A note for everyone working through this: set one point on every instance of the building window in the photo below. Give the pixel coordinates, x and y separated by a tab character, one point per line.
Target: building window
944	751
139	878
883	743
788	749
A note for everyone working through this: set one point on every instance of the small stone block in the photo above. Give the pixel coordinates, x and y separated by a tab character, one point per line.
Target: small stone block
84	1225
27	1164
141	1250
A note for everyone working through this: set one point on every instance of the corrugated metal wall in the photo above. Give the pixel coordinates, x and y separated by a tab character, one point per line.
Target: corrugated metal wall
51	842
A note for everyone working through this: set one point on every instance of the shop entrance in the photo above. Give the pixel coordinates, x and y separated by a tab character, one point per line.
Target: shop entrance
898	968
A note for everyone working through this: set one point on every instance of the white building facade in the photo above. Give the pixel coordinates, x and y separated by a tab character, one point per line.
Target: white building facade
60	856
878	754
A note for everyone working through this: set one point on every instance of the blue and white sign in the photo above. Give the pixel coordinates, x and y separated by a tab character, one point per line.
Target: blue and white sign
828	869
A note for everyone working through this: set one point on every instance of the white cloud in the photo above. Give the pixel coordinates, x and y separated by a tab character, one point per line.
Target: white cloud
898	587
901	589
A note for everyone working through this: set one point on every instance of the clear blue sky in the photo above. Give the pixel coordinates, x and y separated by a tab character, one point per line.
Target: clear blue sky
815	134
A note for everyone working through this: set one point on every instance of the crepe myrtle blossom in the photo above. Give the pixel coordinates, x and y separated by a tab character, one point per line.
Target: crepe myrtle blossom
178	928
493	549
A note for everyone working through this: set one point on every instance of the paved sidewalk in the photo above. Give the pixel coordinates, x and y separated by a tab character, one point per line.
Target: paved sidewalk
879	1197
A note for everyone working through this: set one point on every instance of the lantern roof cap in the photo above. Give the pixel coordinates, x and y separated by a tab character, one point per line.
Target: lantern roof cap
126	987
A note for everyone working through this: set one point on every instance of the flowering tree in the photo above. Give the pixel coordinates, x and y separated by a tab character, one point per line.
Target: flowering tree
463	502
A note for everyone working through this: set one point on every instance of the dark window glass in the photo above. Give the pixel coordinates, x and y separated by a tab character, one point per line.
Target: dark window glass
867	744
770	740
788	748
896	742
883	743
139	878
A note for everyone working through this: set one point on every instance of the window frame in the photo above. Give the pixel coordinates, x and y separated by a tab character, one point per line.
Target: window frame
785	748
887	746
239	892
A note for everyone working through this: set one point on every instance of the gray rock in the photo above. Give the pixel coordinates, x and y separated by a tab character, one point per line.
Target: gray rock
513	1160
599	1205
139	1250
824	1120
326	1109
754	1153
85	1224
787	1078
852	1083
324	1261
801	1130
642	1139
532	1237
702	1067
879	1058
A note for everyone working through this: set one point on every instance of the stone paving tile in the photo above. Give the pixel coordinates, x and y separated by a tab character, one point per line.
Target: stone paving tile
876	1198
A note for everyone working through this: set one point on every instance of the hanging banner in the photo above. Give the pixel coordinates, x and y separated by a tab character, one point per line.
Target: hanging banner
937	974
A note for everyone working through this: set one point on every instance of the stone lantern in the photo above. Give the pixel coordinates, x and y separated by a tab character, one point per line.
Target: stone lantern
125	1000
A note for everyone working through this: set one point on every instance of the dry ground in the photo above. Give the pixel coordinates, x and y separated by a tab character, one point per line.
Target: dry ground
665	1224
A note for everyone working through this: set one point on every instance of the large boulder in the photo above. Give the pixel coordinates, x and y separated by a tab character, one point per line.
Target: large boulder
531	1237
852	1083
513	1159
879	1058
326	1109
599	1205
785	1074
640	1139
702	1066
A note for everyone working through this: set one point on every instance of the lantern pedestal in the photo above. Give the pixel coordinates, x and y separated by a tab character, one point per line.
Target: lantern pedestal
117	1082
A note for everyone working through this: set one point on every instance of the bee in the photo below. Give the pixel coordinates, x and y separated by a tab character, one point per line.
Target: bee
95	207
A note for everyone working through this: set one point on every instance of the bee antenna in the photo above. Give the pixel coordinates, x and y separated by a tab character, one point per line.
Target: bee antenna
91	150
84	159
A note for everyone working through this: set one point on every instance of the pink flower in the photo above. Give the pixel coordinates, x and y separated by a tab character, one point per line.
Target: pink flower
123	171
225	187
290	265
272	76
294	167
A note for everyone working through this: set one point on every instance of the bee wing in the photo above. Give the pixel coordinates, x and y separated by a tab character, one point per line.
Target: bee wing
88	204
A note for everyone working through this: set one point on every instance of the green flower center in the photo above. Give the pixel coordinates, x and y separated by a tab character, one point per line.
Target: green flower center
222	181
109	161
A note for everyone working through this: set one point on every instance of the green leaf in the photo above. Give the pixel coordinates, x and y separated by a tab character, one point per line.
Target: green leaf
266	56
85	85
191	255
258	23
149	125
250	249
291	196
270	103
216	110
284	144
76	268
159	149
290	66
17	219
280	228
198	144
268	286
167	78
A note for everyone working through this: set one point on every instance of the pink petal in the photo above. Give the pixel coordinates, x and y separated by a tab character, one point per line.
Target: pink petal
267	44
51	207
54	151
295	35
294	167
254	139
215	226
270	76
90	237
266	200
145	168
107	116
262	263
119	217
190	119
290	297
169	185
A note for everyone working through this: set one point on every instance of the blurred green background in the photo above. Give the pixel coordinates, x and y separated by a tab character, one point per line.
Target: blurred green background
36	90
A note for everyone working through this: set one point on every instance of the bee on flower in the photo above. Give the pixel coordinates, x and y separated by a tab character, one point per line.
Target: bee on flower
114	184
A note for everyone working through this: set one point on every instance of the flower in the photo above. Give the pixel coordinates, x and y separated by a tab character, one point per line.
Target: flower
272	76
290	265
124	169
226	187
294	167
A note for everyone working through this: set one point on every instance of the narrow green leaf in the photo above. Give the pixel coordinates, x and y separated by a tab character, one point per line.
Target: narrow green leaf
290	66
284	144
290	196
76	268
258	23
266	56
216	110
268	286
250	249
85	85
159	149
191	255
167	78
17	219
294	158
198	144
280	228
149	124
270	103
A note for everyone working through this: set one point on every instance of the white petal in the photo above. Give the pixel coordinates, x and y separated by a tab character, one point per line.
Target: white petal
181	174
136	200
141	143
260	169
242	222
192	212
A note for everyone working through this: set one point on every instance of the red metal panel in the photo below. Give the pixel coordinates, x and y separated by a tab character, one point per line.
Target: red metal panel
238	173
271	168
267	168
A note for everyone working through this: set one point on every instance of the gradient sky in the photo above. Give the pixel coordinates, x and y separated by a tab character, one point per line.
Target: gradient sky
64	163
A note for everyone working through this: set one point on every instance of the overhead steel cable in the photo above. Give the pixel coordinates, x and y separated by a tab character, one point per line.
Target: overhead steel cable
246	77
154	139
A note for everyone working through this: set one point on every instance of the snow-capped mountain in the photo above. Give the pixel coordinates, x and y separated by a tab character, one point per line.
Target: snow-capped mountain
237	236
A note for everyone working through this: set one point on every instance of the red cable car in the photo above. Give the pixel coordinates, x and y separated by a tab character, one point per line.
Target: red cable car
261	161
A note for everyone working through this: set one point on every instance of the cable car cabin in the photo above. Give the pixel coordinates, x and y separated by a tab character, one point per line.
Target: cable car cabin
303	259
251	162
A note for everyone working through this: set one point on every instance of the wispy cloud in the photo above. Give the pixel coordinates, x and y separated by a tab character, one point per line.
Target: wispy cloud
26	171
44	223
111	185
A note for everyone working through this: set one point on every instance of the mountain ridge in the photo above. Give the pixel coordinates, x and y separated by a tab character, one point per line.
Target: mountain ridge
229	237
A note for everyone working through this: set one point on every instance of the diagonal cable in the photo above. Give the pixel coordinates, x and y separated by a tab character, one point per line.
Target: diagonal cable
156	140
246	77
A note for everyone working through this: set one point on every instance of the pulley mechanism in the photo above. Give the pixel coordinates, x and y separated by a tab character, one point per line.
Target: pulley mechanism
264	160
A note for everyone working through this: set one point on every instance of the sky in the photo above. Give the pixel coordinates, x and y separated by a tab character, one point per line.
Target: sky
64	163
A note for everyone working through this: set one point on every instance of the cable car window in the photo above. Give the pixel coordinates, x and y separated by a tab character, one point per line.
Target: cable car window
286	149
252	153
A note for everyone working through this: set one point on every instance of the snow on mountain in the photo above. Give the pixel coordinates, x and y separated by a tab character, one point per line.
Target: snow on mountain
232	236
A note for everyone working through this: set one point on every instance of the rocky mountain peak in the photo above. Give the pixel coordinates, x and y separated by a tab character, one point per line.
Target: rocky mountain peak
***
◆ EXERCISE AIM: Copy out the lines word for word, beginning at the line that contains "of the rocky" and stopping after the last line.

◆ SOLUTION TO THIS EXERCISE:
A note for everyone working through this: set one point on every instance of the rocky mountain peak in the photo above. Give the pixel coordinates, x and y separated by a tab character, one point per line.
Target: rocky mountain peak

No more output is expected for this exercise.